(begin)
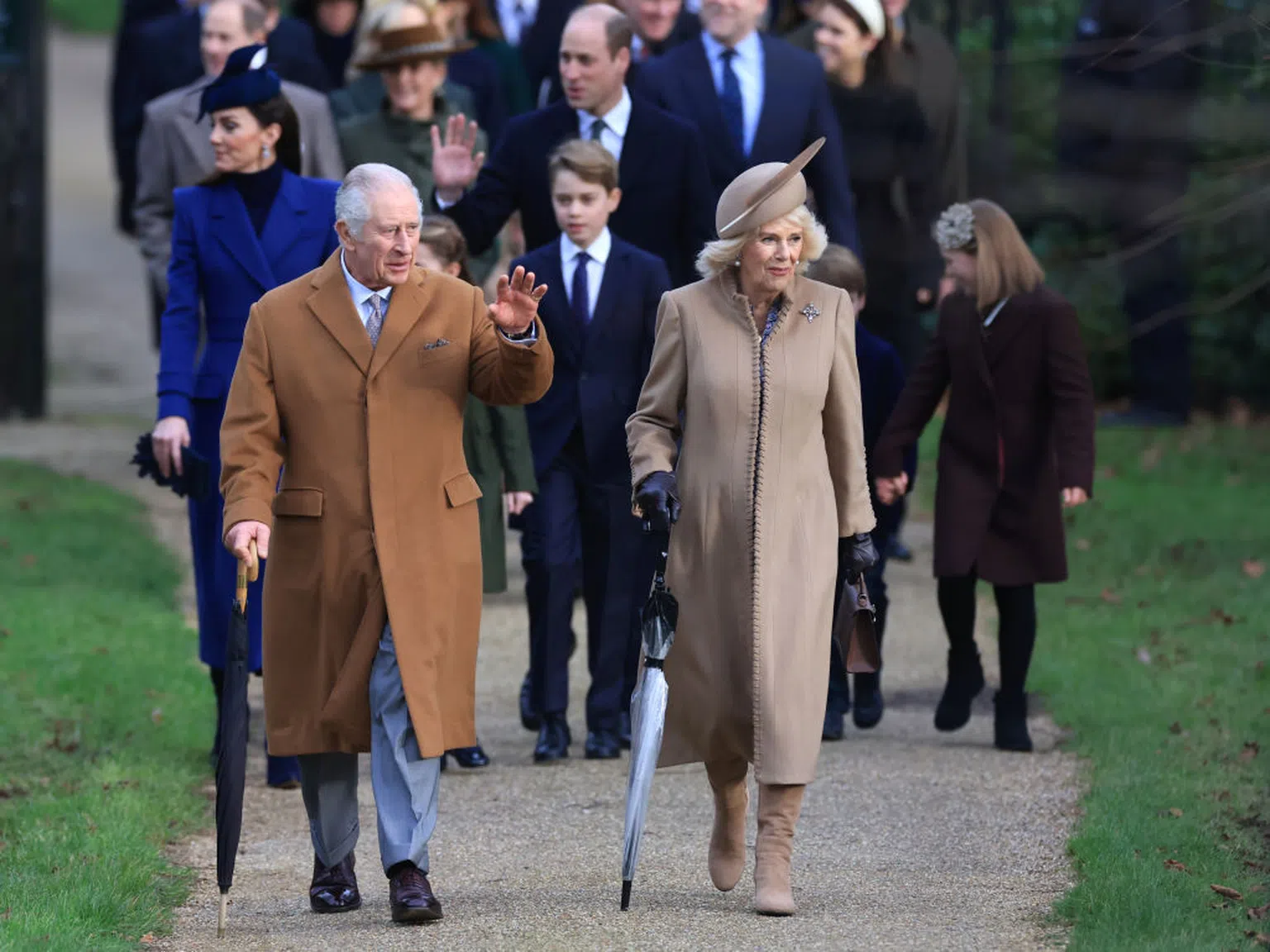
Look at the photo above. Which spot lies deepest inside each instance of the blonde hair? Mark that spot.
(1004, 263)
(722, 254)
(end)
(begin)
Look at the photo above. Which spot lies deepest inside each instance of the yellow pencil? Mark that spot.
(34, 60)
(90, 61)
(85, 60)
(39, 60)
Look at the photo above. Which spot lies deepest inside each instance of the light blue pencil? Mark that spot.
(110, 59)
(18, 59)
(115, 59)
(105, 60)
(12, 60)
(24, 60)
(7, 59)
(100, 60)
(end)
(begin)
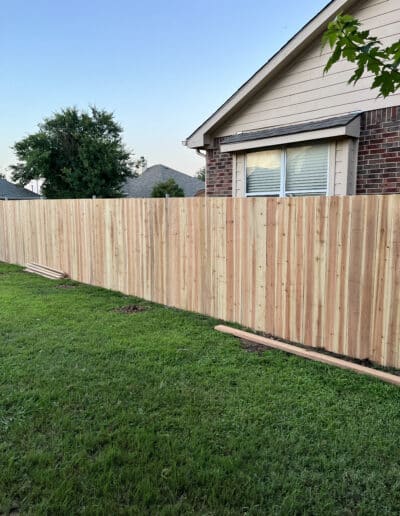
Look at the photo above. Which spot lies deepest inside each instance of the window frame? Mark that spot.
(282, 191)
(end)
Stated exercise - Count the lines in the records that contain the word "pencil" and give only that number.

Worked solution - 2